| Exercise instructions |
Starting from the line that holds "Reviewer note: check that every instance of the wall-mounted", print every line through the end of the records, first and last included.

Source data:

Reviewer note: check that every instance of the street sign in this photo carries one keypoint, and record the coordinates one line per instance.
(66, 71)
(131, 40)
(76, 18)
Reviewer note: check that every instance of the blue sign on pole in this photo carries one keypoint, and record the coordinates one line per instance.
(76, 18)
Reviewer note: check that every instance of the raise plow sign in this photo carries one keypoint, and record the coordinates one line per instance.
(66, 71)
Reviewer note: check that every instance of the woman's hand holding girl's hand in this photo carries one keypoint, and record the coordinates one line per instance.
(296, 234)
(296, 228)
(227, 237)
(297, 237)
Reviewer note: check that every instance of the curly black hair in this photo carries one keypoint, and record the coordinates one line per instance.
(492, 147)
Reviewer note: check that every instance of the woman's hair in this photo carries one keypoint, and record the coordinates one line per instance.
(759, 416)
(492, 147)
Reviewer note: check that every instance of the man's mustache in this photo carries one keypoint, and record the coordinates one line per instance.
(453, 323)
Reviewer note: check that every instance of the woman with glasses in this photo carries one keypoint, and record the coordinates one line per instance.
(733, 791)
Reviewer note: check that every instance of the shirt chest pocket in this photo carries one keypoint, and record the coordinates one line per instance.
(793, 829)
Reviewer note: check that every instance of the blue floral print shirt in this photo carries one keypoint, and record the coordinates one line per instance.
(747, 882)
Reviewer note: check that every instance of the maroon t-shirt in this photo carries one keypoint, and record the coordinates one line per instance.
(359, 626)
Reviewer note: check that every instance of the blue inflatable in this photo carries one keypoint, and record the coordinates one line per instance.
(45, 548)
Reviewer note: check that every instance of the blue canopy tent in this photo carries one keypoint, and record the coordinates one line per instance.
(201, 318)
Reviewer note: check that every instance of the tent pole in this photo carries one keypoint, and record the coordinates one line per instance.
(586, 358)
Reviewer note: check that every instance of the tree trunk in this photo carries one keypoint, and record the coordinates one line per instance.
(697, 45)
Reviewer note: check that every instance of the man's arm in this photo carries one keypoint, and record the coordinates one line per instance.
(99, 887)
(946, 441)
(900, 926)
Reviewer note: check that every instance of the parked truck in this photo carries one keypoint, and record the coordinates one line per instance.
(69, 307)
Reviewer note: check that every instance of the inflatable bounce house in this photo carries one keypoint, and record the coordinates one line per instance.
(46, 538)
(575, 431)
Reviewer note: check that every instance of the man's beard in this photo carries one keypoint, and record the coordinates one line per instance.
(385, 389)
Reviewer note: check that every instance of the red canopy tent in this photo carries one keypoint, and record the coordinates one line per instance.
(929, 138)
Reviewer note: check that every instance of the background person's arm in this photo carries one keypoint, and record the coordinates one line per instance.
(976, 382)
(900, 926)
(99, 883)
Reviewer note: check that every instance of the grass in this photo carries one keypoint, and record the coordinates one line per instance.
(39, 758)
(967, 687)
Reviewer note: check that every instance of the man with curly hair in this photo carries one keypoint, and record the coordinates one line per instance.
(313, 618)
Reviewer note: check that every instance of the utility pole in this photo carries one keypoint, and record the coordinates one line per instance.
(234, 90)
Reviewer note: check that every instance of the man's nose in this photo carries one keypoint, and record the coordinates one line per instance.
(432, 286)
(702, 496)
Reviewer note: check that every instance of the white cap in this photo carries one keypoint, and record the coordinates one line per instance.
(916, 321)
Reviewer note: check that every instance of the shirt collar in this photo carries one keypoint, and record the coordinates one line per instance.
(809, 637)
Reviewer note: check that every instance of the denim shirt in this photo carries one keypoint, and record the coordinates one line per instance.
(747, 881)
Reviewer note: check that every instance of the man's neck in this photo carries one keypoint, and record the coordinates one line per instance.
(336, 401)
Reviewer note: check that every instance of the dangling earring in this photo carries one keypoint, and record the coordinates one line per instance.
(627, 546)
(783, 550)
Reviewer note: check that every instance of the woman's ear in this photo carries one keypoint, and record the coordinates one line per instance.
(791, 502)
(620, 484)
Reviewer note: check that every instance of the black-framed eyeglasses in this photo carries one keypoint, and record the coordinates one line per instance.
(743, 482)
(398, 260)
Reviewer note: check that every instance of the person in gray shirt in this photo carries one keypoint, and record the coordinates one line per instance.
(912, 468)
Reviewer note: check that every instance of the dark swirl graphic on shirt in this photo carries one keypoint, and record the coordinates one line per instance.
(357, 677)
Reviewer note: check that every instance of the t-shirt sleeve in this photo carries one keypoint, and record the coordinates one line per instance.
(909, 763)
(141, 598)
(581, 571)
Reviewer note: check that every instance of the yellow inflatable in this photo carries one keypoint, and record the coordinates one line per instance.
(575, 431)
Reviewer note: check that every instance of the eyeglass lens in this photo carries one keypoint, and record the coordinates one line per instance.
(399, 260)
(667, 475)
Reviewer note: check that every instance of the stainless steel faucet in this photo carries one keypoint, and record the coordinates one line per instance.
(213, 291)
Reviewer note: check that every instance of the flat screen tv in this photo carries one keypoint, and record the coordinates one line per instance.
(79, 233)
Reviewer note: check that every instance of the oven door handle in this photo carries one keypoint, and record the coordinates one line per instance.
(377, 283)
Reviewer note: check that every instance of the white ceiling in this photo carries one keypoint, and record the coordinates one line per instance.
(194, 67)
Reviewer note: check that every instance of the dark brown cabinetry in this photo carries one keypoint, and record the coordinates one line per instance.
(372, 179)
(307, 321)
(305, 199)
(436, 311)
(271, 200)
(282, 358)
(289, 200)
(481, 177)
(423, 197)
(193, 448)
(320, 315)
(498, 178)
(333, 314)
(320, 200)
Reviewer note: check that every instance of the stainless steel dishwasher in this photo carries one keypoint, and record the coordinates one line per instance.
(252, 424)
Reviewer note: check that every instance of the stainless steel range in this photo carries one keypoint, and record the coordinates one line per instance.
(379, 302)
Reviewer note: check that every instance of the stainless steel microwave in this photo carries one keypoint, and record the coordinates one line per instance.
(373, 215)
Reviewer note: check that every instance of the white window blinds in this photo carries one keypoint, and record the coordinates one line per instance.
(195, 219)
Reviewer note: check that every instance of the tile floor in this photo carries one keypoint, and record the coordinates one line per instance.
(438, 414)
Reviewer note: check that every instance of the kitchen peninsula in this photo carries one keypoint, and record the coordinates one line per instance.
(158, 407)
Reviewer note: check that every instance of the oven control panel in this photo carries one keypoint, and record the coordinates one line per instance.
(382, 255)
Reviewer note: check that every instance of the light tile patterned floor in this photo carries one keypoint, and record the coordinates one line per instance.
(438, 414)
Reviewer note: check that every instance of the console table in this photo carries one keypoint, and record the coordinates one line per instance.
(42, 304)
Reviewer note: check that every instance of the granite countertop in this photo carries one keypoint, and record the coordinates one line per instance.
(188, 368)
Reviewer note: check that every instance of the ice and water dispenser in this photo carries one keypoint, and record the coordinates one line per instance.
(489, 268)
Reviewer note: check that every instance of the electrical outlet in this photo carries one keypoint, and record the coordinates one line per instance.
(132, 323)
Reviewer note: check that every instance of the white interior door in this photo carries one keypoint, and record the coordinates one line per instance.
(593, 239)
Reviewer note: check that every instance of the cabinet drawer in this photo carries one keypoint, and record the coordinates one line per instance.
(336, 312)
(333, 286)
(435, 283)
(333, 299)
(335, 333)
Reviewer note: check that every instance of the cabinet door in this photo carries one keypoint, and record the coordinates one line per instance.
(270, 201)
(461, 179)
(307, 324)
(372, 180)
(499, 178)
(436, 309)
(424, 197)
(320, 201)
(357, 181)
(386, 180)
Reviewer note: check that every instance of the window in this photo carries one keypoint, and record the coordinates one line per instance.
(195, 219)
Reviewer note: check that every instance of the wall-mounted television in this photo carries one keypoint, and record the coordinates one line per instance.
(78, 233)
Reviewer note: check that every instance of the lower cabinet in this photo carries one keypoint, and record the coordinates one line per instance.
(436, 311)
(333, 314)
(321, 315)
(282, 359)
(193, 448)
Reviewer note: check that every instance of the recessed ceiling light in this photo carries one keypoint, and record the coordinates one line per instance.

| Solution for this problem |
Reviewer note: check that every instance of the wall-mounted television in this photo carries one keypoint, and record the coordinates one line per instance.
(78, 233)
Reviewer note: check that every instance of the lower cabinet in this photo carries one keypoint, and record the coordinates one line per instance.
(436, 311)
(333, 314)
(321, 315)
(282, 359)
(193, 448)
Reviewer note: check that every instance of the recessed ceiling light in this photo carries one keypoint, and record the coordinates one line per instance.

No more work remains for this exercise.